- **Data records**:
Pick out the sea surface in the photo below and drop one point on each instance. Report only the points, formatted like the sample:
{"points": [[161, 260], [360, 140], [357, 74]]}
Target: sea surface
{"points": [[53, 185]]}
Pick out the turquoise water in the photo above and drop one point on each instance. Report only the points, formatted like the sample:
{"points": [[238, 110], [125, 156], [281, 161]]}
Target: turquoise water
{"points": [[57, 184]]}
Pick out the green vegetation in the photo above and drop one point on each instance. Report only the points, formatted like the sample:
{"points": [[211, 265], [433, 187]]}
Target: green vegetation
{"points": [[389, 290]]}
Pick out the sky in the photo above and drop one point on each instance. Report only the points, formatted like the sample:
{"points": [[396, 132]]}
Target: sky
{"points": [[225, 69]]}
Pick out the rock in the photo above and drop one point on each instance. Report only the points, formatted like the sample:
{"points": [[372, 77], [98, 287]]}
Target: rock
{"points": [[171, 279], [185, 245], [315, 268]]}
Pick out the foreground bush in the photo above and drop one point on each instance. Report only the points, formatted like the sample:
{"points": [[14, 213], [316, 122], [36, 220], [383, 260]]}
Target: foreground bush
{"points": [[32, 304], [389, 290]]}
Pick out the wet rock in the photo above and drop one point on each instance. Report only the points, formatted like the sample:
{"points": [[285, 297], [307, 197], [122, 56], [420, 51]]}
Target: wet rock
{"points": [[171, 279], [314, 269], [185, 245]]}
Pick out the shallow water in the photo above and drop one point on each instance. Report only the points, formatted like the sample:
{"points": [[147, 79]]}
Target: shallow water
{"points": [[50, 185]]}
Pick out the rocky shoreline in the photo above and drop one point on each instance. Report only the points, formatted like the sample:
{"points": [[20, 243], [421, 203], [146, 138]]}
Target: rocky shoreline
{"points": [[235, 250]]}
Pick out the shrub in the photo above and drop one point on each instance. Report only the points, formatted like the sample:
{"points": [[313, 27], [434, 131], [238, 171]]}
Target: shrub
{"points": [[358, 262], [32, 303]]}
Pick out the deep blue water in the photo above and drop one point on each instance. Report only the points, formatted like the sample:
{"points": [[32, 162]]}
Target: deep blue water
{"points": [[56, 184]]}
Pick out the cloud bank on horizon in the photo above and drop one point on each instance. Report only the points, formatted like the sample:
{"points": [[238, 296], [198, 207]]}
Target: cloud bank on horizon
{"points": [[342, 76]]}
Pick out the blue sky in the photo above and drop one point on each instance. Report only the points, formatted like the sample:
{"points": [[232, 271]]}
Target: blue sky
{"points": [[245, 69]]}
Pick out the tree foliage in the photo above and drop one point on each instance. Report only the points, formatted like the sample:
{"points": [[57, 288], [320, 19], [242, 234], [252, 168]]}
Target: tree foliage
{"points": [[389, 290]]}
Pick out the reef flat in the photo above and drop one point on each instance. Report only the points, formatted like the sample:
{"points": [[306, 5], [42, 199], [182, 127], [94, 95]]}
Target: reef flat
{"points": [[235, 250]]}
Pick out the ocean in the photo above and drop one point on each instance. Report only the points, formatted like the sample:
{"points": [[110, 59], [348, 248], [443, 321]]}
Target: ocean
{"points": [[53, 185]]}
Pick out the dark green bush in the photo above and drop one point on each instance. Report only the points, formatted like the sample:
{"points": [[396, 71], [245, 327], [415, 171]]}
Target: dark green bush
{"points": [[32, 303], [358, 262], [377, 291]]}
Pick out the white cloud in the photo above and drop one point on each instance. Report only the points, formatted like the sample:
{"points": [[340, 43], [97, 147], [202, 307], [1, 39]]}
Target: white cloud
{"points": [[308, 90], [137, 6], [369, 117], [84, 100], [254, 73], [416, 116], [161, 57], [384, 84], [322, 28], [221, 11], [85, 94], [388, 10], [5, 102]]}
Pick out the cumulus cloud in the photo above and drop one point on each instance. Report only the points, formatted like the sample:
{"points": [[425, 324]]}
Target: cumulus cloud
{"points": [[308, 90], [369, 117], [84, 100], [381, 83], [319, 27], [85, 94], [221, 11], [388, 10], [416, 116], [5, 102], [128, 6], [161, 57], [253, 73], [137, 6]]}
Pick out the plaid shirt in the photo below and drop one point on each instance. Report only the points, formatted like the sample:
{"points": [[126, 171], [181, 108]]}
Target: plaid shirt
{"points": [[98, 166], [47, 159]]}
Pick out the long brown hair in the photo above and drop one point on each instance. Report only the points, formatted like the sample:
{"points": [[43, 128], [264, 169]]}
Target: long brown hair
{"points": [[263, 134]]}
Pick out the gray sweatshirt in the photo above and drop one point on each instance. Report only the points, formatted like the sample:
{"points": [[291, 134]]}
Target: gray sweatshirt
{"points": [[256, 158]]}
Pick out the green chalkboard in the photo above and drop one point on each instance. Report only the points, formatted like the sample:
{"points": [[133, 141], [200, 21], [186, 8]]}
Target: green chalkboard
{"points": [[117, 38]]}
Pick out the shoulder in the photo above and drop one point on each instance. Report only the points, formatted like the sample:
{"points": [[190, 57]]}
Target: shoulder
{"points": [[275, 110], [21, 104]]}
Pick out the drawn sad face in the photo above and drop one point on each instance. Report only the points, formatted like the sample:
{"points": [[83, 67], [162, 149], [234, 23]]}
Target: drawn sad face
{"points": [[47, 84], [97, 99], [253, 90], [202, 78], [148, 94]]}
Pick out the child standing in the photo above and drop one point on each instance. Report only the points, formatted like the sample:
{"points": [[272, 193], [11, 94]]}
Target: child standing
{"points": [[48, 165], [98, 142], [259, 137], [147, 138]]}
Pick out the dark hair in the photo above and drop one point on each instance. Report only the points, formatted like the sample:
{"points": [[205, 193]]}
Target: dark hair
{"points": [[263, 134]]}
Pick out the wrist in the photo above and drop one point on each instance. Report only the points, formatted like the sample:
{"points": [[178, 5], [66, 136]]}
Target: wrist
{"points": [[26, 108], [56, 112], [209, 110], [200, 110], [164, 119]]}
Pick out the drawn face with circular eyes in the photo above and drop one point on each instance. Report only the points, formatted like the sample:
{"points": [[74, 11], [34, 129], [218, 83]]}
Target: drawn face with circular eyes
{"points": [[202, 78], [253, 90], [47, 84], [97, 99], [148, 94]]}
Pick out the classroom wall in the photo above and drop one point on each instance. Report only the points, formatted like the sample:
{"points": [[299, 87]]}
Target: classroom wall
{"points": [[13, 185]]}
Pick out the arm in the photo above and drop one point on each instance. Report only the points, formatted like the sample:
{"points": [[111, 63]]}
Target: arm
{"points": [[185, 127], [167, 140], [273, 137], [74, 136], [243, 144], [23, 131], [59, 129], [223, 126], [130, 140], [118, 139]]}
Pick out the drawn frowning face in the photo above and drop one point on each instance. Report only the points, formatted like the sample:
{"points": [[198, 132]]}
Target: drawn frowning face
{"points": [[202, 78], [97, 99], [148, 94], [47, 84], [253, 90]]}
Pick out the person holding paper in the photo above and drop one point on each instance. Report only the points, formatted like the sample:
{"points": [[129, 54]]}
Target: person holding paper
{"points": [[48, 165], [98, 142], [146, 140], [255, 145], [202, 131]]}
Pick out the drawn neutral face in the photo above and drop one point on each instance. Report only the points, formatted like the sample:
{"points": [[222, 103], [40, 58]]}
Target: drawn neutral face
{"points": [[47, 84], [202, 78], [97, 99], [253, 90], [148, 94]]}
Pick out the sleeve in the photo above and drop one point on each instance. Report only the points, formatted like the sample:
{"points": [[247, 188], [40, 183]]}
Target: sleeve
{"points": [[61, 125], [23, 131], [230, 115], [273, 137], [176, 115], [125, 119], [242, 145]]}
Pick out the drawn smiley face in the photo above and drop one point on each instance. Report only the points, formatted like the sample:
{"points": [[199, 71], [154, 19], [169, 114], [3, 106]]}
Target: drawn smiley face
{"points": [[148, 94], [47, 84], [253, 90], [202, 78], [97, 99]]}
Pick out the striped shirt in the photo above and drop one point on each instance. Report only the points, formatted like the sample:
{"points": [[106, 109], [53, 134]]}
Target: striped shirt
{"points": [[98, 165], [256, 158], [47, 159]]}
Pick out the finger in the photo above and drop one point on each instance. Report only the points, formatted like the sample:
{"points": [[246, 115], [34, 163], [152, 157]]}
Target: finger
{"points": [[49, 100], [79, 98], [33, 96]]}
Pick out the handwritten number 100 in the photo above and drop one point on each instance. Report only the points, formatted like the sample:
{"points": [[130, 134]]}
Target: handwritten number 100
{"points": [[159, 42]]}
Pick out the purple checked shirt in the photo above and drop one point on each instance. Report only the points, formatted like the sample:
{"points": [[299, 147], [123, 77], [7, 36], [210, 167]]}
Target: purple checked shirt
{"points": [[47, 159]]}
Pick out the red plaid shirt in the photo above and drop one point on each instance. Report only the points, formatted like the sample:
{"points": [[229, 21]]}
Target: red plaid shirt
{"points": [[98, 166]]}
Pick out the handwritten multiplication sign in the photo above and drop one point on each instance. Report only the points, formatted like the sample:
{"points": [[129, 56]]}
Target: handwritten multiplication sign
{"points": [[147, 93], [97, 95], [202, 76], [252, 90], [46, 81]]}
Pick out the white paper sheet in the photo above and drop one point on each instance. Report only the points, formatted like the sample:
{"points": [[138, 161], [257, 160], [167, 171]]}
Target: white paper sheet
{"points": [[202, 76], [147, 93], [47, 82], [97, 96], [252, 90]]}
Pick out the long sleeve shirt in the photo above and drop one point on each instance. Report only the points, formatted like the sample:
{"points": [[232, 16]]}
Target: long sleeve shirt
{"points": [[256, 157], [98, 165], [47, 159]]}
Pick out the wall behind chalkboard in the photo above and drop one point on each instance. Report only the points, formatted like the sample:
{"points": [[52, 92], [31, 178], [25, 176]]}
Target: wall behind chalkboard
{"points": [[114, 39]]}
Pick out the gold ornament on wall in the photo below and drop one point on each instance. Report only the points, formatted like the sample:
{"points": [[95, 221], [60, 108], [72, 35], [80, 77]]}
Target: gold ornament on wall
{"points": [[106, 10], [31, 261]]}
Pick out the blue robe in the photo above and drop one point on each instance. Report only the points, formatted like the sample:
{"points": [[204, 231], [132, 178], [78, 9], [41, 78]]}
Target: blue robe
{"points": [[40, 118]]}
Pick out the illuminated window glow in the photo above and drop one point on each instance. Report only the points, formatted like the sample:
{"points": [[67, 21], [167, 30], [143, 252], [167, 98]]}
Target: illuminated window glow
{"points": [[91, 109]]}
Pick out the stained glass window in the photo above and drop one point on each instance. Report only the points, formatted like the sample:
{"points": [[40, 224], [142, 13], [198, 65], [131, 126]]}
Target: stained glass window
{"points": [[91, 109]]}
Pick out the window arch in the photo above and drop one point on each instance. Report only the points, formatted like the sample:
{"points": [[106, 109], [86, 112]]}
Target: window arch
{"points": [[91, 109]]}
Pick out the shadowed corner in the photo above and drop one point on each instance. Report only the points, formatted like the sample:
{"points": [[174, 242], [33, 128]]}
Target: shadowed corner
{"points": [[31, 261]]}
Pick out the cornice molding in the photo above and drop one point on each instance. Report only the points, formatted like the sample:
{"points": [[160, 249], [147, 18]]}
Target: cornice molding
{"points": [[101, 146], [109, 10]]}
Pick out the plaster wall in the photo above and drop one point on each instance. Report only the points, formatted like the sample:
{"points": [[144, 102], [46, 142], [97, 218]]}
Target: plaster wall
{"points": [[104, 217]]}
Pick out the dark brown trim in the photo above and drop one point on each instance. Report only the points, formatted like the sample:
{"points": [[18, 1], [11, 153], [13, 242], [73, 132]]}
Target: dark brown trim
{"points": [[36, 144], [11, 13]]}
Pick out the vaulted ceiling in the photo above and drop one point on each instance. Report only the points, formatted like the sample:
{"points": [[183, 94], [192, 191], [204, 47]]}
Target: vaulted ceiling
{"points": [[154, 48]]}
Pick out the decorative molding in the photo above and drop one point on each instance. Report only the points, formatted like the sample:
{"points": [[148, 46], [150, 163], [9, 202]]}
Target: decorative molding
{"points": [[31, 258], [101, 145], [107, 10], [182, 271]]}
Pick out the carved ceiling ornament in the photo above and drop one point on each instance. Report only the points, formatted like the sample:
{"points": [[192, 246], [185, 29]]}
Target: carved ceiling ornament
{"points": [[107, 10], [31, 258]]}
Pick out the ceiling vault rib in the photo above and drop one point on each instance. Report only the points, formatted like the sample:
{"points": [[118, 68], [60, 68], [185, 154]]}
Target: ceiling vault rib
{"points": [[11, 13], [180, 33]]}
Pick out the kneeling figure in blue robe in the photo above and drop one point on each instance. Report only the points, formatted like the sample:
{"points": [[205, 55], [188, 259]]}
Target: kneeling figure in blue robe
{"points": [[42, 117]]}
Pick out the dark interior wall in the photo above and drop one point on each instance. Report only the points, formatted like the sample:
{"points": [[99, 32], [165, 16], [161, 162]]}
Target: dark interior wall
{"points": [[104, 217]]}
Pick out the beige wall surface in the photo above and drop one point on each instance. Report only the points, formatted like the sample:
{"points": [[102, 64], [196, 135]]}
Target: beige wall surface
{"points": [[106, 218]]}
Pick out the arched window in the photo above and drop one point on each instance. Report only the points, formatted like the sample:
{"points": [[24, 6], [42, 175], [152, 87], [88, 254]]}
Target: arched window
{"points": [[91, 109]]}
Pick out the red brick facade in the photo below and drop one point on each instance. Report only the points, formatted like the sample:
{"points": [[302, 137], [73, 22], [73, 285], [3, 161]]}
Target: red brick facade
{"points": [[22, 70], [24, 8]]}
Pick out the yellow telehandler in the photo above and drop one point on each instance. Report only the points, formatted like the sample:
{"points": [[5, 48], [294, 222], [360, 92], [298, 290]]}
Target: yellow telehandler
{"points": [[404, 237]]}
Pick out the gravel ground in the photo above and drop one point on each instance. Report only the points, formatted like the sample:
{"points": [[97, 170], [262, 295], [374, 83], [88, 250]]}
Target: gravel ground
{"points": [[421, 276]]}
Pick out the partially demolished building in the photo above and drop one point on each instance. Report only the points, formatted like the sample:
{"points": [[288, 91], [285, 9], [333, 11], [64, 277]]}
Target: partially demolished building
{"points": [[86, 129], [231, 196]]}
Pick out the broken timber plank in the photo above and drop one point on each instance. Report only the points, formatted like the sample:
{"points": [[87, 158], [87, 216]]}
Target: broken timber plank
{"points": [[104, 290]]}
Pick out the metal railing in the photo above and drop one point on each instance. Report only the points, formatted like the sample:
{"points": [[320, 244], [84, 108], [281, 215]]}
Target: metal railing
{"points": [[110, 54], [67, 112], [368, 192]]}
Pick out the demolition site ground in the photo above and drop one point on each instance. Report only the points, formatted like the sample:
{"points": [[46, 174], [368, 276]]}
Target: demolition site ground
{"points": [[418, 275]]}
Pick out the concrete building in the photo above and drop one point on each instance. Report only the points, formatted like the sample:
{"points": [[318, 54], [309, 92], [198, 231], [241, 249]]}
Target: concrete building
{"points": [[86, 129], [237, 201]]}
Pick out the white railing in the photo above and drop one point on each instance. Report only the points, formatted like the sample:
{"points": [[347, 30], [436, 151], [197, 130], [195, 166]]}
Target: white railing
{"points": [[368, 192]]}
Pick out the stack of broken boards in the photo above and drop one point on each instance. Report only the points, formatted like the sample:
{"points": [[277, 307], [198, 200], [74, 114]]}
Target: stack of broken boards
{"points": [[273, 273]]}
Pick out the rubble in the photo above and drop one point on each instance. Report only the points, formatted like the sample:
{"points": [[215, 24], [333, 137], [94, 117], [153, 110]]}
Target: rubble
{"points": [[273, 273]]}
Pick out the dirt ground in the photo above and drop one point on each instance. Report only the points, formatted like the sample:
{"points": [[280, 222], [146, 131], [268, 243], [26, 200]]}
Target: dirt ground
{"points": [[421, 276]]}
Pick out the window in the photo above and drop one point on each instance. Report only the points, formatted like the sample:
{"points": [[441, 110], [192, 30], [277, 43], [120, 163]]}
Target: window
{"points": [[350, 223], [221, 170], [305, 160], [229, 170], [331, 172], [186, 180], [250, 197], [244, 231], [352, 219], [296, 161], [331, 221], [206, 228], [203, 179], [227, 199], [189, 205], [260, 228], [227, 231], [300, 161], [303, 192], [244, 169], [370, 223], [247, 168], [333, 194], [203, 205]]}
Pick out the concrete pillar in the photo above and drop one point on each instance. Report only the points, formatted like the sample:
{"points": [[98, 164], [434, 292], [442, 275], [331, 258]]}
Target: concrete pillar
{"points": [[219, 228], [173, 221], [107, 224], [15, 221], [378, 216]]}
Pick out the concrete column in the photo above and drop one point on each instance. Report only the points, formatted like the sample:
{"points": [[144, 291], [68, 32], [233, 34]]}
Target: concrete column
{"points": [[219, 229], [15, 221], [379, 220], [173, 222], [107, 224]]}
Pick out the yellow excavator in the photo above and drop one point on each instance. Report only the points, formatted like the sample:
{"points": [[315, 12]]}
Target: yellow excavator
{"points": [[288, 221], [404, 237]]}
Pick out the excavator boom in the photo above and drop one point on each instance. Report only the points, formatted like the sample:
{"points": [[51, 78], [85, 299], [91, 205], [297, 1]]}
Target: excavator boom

- **DIRECTION**:
In the records above, return only the line that contains "Pick out the concrete pillar" and every line after it through the last, exactly as they appear.

- **THE RESPONSE**:
Pick out the concrete pillar in the photo above and drop one point on each instance. Report only the points, formatted like the sample:
{"points": [[98, 164], [434, 292], [442, 275], [331, 258]]}
Target: concrete pillar
{"points": [[219, 228], [173, 221], [107, 224], [15, 221], [378, 216]]}
Pick out the concrete column in the photo above and drop one point on each instance. Report only the points, formatted like the sample:
{"points": [[144, 291], [68, 32], [233, 34]]}
Target: concrete column
{"points": [[219, 229], [15, 221], [379, 220], [173, 222], [107, 224]]}
Pick out the yellow excavator in the photo above and drop one point on each instance. Report only the points, formatted like the sample:
{"points": [[315, 12]]}
Target: yellow excavator
{"points": [[288, 221], [404, 237]]}
Pick out the excavator boom in the photo above and drop one point on each instance. Report only the points, formatted like the sample:
{"points": [[51, 78], [85, 299], [91, 205], [297, 1]]}
Target: excavator boom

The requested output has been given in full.